Woods said the summer heat took a toll in his body in many of his rounds down the stretch of the season.
“I was exhausted by the time I got to the Ryder Cup,” Woods said. “Every single tournament, it was just stifling. Hot in D.C., and Akron. Hot at the PGA for all the days. Hot in New York, Boston. It was hard for me to maintain my strength and weight through all that. I was worn out mentally, physically and emotionally.”
The 14-time major winner and current world No. 13 said he’s still struggling to maintain and pick up weight. Woods had gained back the weight he lost in that final nine-week run, but he lost it again when fell ill the weekend prior to his Las Vegas pay-per-view match against Phil Mickelson.
The paradox of choice
Woods can climb to sixth in the Official World Golf Ranking with a win this week, but no matter what, he has already qualified for all three remaining WGCs this year. He was only eligible for one last season. Will he skip those in favor of rest? He’ll have to pick his spots in favor of peak performance, not trying to make Tour sponsors happy. Woods, who said he isn’t looking to play back-to-back weeks if he can avoid it, may have to drop The Honda Classic or Arnold Palmer Invitational from his March run to accommodate The Players and keep his body fresh. Maybe he skips one or both of the closely scheduled WGCs, with the Mexico tournament set ahead of the Florida Swing and the Match Play being a potential long grind leading into the Masters.

——————

▸ Short task
Continue the article about Tiger Woods's fatigue and upcoming schedule from its final sentence.

▸ Dataset entries
——————

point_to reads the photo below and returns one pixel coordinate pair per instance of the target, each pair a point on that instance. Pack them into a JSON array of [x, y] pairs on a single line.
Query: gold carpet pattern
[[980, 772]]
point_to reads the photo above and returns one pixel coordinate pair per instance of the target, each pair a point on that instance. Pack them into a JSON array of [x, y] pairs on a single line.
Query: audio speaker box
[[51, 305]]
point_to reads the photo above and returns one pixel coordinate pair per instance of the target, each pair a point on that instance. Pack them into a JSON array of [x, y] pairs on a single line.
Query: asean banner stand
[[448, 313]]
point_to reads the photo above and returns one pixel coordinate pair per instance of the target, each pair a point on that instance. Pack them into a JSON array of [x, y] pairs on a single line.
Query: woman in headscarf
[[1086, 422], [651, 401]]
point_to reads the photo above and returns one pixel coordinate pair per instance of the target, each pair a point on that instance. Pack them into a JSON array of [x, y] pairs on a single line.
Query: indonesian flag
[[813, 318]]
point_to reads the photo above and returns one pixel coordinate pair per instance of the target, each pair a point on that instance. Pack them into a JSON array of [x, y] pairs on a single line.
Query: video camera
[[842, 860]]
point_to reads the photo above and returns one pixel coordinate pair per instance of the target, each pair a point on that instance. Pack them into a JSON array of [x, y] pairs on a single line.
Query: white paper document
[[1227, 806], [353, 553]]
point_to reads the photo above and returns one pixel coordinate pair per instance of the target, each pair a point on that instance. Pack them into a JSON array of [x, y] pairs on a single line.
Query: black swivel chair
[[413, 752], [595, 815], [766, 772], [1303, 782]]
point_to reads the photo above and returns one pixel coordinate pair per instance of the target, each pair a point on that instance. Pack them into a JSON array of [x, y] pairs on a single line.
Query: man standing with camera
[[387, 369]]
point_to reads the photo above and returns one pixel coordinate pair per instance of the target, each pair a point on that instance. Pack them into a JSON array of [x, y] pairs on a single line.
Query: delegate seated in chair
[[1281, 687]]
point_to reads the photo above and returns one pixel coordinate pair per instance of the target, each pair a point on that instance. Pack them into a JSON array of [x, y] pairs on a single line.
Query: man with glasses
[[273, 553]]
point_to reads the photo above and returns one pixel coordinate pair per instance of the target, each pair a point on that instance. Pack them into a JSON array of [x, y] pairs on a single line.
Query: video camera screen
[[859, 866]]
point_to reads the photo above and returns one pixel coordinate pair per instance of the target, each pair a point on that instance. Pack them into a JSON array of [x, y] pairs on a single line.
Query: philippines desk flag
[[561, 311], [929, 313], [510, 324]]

——————

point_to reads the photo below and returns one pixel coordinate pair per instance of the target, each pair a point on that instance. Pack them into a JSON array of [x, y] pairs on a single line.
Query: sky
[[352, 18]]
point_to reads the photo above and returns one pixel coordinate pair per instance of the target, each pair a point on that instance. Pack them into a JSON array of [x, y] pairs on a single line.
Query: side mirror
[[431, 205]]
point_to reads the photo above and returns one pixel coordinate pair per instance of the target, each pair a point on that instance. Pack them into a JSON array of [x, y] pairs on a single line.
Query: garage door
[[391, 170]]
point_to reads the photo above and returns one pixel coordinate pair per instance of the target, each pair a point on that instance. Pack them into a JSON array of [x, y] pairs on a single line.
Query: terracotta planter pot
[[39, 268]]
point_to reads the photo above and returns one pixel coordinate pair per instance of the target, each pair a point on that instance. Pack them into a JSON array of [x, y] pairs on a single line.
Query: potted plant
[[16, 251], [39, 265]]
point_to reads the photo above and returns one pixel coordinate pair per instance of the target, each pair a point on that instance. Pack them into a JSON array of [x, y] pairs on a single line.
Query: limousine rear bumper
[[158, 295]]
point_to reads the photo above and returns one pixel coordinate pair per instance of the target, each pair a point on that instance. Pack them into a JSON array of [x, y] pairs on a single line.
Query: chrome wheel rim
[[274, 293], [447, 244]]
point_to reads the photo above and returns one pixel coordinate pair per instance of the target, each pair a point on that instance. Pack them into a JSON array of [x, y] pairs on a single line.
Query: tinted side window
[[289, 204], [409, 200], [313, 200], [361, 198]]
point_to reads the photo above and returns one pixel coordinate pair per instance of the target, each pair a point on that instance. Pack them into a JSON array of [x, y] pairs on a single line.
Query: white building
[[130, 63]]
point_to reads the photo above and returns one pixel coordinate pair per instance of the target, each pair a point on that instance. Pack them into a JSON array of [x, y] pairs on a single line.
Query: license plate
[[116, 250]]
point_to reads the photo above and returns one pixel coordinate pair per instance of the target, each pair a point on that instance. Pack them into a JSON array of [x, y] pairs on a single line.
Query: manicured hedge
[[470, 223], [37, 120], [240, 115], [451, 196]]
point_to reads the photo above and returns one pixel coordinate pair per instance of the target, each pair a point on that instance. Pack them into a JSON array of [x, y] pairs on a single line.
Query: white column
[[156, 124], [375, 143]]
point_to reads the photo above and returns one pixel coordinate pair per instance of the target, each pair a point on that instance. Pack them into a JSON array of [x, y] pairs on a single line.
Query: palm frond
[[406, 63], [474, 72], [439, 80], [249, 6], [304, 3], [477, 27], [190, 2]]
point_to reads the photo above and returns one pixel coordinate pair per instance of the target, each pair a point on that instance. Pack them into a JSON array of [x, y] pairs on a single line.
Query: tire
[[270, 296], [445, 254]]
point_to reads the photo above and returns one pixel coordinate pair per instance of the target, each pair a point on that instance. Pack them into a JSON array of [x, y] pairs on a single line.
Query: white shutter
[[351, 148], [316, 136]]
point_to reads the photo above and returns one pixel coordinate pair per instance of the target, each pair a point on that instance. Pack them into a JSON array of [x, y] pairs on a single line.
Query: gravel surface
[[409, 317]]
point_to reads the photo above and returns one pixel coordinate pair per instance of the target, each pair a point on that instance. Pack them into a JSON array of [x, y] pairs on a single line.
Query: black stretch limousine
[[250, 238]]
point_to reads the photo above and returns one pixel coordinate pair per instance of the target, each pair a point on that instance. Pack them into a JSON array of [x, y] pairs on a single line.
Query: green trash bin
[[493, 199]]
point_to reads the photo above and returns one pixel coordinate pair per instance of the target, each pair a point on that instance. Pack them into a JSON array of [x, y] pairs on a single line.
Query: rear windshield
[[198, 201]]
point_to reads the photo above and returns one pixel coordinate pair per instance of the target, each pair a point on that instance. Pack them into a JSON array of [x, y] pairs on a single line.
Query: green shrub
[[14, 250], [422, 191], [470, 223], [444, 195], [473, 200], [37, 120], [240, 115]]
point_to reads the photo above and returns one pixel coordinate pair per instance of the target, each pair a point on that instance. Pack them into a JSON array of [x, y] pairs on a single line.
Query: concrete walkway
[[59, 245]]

——————

▸ Task result
Part of Woods’ schedule will depend on his fitness and health. Woods knows the benefits of rest to his game — his pacing has been key to his career success — but with the upheaval of the once-established cadence of the schedule, he’ll have to hit the Reset button to perform his best from start to finish.
“At the end of the season, it was a different deal,” Woods said. “I felt like I could never rest and I was always chasing being prepared, because my whole year wasn’t planned out. I have to be in better shape than I was last year to be able to handle the condensed schedule. Now, it’s about managing and making sure I’m fresh, because I know I can win tournaments again.”